*CHALLENGE*. Your task is to output the entries below word for word.

*THE RECORDS*.
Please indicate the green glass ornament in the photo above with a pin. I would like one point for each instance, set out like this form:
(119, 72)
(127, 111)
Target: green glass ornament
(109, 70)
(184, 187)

*THE RESPONSE*.
Please indicate the green glass ornament in the photo above with a pin. I would like one point for each instance, set out like this form:
(119, 72)
(127, 111)
Target: green glass ornament
(109, 70)
(184, 187)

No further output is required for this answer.